A total of 2-5 variants (including the founders) were detected with a frequency above 2.5% in 240_Ch, 686_Cl, and 360_Cl at the first viremic timepoint. Subject 23_Ch presented the most diverse repertoire, with nine variants present in the E1/E2 region. These results, in combination with the fact that >50% of substitutions were present at a frequency <1% (see above), indicate that early HCV evolution was characterized by a large distribution of low frequency variants.

The time since the most recent common ancestor (tMRCA), which is estimated with PoissonFitter, provides an empirical measure of the likely timing of the transmission event [22], [45]. The estimated tMRCA from independent analyses of E1/HVR1 and partial E2 regions closely matched the DPI estimated from the seroconversion timepoint (Tables 1 and S3). The tMRCA estimated from the founder analyses in windows of 400 nt across the full genome also matched the DPI estimated from the seroconversion timepoint (Table S3). As expected, estimates of the tMRCA in 23_Ch from genomic regions with evidence of at least two founders were longer than those estimated from the seroconversion timepoint, indicating that the observed diversity was not likely to be generated by a single founder.

Acute phase -⁠ Second bottleneck

Analysis of the viral dynamics in the acute phase of infection (i.e. <100 DPI) for each subject revealed a second genetic bottleneck event brought about by the extinction of several variants. Evidence for this second bottleneck was supported by: i) the decline in SE for all four subjects at the end of the acute phase; ii) a decline in viral diversity evidenced by phylogenetic analysis; and iii) a decrease in the effective population size estimated from viral sequences in the two subjects who developed chronic infection.

-- Data for analysis --
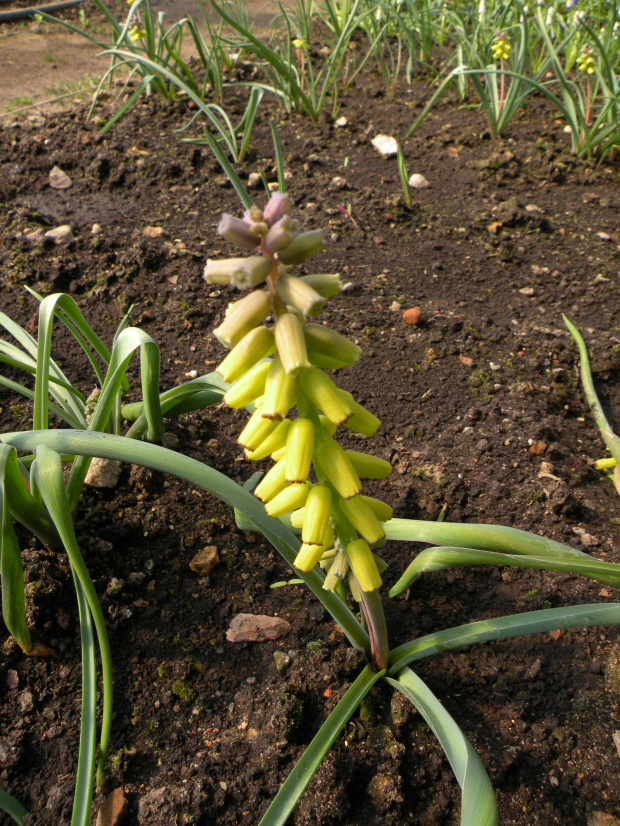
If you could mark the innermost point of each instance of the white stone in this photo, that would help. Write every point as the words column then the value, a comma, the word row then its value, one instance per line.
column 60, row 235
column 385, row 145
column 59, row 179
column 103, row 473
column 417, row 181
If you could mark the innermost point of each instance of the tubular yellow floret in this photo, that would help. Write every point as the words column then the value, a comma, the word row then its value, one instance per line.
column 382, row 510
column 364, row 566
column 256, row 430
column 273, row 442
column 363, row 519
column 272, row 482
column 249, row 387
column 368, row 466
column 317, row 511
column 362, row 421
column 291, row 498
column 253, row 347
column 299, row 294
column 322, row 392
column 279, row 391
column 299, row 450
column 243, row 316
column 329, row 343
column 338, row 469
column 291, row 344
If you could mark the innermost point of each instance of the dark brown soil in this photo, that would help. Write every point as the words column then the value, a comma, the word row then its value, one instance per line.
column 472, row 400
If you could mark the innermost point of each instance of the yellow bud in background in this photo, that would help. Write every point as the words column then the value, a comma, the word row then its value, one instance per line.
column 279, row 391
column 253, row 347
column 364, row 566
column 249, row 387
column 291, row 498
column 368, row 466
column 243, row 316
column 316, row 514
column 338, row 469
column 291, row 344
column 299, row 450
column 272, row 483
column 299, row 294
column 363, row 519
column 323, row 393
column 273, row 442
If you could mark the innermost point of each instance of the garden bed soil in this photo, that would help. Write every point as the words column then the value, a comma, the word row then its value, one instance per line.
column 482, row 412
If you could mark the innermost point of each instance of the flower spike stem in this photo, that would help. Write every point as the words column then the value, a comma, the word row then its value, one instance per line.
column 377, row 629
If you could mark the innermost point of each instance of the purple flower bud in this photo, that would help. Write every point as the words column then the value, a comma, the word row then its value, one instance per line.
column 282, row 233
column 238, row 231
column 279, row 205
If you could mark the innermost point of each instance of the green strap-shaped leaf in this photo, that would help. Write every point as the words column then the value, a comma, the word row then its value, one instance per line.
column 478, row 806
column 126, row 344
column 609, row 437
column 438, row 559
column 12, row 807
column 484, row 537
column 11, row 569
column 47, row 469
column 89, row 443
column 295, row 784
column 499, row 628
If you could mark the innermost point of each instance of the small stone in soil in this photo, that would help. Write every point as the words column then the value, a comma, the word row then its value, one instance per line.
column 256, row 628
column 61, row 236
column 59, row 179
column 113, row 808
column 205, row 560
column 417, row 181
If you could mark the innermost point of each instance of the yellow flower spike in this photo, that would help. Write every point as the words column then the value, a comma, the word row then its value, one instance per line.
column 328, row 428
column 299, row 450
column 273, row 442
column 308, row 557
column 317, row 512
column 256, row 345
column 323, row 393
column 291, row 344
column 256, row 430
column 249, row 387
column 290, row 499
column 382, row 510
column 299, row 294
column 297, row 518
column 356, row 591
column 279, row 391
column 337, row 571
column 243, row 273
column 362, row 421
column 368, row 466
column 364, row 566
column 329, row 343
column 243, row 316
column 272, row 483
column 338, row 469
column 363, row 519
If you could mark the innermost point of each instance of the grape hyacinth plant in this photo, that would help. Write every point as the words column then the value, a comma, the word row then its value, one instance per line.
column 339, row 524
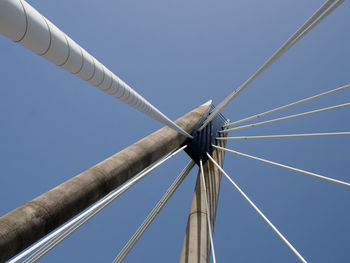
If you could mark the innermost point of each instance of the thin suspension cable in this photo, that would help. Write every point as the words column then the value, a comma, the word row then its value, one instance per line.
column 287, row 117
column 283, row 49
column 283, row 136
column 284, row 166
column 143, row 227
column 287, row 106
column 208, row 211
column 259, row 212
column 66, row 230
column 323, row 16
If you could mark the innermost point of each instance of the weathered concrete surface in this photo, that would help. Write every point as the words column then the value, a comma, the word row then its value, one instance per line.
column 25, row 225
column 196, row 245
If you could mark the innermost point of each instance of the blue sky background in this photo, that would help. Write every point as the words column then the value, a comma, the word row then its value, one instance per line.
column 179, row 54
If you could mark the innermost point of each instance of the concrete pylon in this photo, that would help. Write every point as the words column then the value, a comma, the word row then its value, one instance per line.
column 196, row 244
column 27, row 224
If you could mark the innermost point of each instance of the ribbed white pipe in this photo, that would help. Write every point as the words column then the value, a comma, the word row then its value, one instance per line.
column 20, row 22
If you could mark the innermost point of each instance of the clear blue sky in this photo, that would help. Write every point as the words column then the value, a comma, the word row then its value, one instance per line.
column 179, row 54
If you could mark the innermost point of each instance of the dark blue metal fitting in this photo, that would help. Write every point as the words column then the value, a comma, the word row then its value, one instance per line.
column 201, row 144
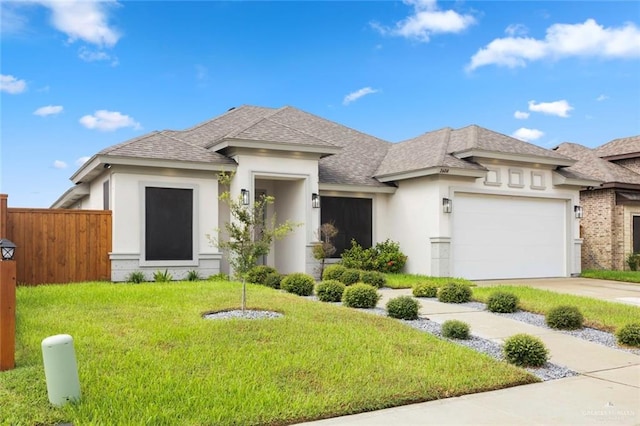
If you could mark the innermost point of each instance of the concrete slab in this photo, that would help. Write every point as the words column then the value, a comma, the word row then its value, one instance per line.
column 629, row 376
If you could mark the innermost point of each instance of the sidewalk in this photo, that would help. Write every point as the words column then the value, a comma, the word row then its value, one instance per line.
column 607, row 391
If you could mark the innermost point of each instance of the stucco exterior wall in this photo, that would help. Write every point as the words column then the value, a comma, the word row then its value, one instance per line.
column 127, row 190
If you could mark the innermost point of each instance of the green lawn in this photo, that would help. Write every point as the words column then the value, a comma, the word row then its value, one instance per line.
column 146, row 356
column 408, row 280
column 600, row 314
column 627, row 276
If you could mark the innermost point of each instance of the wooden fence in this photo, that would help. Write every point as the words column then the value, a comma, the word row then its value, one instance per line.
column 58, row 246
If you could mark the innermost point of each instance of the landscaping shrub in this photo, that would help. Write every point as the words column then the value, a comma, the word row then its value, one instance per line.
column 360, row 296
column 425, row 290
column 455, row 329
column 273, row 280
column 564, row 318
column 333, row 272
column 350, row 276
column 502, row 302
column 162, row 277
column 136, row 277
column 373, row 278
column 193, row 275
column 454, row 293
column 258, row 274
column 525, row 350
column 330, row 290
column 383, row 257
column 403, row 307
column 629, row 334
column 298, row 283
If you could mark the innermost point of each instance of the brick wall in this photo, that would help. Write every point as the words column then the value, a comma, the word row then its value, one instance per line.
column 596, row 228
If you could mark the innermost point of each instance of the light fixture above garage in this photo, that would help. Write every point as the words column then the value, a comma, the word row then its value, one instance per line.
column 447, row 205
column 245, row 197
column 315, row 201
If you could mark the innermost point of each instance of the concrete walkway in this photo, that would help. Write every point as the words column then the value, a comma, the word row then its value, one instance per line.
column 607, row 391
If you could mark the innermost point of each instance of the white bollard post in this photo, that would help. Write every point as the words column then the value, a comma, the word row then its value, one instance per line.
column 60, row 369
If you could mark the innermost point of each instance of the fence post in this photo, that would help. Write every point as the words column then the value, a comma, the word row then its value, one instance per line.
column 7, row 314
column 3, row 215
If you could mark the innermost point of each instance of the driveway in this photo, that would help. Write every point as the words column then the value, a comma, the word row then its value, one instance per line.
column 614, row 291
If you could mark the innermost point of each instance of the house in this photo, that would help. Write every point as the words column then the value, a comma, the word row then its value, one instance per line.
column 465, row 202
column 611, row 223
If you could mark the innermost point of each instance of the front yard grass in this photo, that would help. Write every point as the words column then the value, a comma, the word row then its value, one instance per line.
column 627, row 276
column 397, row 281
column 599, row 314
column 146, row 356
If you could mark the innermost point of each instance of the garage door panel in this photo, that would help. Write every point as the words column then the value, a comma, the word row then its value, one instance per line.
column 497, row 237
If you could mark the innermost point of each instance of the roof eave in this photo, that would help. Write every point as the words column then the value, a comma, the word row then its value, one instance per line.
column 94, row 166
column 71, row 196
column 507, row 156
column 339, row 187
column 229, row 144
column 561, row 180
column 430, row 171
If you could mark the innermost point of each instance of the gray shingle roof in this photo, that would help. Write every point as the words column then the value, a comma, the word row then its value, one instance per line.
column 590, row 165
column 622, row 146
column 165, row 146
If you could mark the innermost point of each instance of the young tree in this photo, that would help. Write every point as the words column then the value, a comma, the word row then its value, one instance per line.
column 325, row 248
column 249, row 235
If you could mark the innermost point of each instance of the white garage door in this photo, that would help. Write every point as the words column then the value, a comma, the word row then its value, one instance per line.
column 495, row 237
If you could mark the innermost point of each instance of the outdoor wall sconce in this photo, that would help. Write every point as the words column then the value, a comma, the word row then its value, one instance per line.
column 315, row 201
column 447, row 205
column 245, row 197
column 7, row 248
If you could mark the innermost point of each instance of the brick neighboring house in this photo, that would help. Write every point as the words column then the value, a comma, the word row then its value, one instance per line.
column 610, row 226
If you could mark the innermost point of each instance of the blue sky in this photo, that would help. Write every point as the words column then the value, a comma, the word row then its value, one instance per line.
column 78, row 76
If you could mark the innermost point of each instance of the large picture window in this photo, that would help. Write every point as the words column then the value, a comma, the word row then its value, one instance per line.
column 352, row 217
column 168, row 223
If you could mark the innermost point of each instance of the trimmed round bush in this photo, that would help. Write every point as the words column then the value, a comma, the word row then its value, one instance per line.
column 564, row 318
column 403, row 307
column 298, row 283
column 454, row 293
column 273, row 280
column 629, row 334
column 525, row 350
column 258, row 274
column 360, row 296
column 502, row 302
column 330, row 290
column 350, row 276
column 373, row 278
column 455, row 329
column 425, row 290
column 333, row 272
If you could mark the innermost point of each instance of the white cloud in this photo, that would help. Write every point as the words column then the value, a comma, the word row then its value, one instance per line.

-- List of tasks --
(a) In the hepatitis C evolution text, which subject presented the most diverse repertoire at the first viremic timepoint?
(b) Write the next part of the hepatitis C evolution text, starting after its final sentence.

-- Answers by item --
(a) Subject 23_Ch, with nine variants present in the E1/E2 region.

(b)
Phylogenetic reconstruction of partial E2 nucleotide sequences showed a decline in viral diversity at the end of the acute phase (Figure 4). In 240_Ch, infection was successfully initiated with a single founder, 240A_F, identified here as the most prevalent variant (85% of the population) of the cluster (termed 240A_F after the founder) observed in the acute phase (Figures 3 and 4). The early increase in prevalence of the founder variant (up to 97% by 57 DPI) and the absence of minor viral variants, are consistent with the observed decline in SE and increase in HCV RNA level. The two founders identified in 23_Ch differed only at three residues in the E2 region (402, 443 and 446). Initially, these founders were present at comparable levels within the viral population (26% and 16% respectively, Figure 4). However, by 60 DPI, the founder variant within cluster 23A_F was undetectable -⁠ concomitant with seroconversion and with the decline in HCV RNA level between 44 DPI and 60 DPI (Figure 4). The prevalence of the second founder variant, 23B_F remained reasonably stable within the cluster until 60 DPI, whereas by 74 DPI its frequency was greatly diminished, consistent with the overall reduction in HCV RNA level. Similar patterns of decline in viral diversity were also observed by phylogenetic analyses in other regions of the same subjects (E1/HVR1, Figure S3 and NS3, Figure S4) and also in the other two subjects (not shown).

**Fig. 4. Evolutionary dynamics of HCV variants over the partial E2 region of the genome.**

The evolutionary trajectories of individual viral variants at the amino acid level in the partial E2 region (Figure 5) and E1/HVR1 (data not shown), also showed the dominance of two distinct viruses for 23_Ch (23A_F and 23B_F) and one for 240_Ch (240A_F) in the acute phase. Minor variants emerged during this phase with the majority receding below the limit of detection.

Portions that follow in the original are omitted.